Brief = What you produce should match the records below precisely, except that images are removed.

Data extracted from a collection
###

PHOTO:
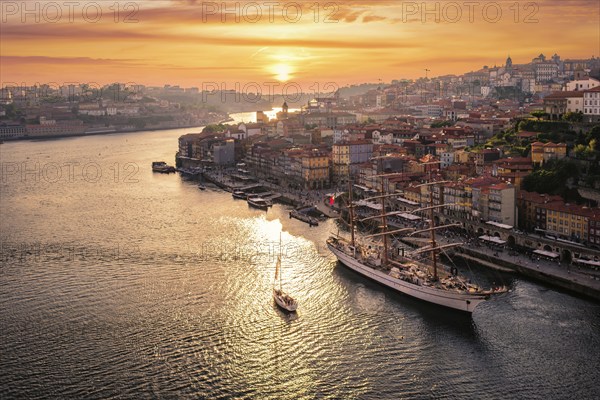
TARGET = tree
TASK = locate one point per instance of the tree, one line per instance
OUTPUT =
(593, 134)
(573, 116)
(539, 114)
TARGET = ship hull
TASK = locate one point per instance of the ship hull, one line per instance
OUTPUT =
(454, 300)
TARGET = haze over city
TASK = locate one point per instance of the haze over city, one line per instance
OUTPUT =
(188, 42)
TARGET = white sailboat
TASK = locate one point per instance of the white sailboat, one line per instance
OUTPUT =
(283, 300)
(422, 280)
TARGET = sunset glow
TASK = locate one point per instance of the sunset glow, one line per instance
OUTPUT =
(188, 42)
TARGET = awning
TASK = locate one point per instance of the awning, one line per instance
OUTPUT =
(364, 188)
(369, 204)
(493, 239)
(587, 262)
(409, 202)
(499, 225)
(545, 253)
(410, 217)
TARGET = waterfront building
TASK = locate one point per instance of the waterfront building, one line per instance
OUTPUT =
(591, 105)
(347, 156)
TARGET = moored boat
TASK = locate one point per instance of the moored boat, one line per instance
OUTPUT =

###

Problem solution =
PHOTO:
TARGET = tree
TASK = locate one point per instance of the tree, one line per instance
OUTPUT =
(593, 134)
(573, 116)
(539, 114)
TARGET = ship hull
TASK = locate one point per instance of the ship hull, one line per instance
OUTPUT =
(454, 300)
TARGET = haze over city
TASK = locate one point per instance of the haze over city, one line per instance
OUTPUT =
(188, 42)
TARGET = white sailboat
TASK = locate one point per instance of the white sailboat, one line per instance
OUTPUT =
(283, 300)
(422, 280)
TARGET = sunset glow
TASK = locate one point per instance of the sunset glow, one line per instance
OUTPUT =
(188, 42)
TARGET = awning
TASK = locate one point per instance of the awning, one line per instance
OUTPUT =
(364, 188)
(369, 204)
(493, 239)
(587, 262)
(409, 202)
(499, 225)
(545, 253)
(410, 217)
TARGET = waterfront building
TASK = locate one point per instance of the waterfront building, one line per instance
OUTPUT =
(591, 105)
(347, 156)
TARGET = moored boat
TASK = locate one point per instance of the moored boat, one line per instance
OUTPUT =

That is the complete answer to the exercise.